YOUR GOAL
Please pull out every line of the material below that contains the word "zucchini", and copy each of those lines unchanged.

# EXTRACTED INFORMATION start

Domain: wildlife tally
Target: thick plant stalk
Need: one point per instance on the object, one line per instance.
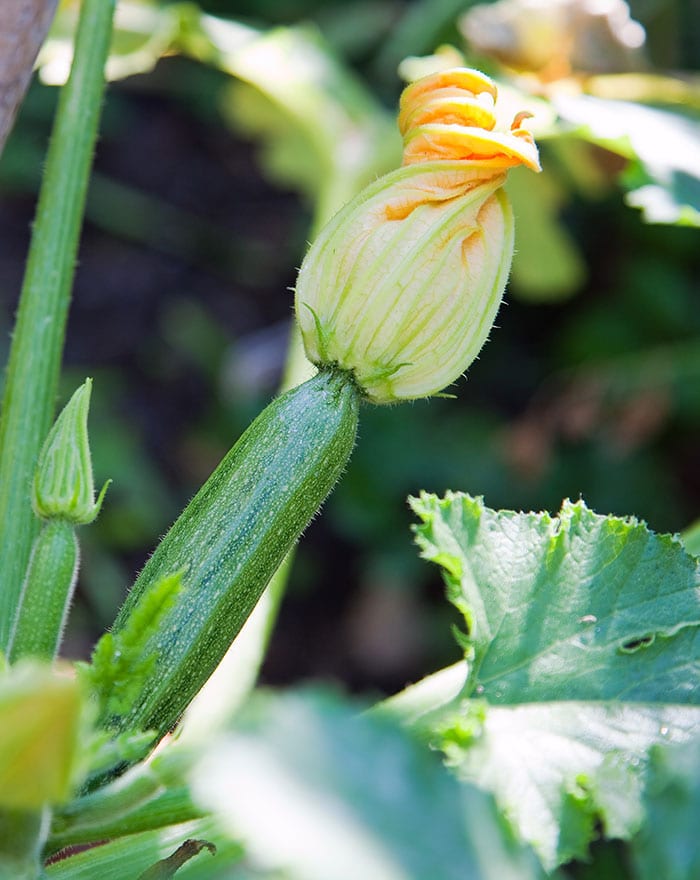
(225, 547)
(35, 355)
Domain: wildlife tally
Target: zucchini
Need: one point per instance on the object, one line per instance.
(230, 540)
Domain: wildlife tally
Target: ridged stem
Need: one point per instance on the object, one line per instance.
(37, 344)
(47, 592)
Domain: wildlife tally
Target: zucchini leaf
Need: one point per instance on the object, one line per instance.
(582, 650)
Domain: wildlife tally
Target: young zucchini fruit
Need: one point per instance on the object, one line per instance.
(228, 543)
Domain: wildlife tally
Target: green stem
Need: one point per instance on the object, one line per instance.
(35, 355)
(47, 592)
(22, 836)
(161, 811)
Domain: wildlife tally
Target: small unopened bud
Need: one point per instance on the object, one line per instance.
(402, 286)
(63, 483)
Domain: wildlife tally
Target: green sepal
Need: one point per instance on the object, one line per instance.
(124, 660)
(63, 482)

# EXTRACTED INFORMATION end
# EXTRACTED INFORMATION start

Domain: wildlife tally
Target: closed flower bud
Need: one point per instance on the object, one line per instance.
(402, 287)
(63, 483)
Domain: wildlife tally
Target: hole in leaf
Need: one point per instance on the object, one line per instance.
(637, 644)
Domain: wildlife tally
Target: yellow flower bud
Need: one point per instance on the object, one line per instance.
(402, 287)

# EXTRACTED INFORMATION end

TASK SOLUTION
Target: zucchini
Target: zucchini leaf
Target: young zucchini fruit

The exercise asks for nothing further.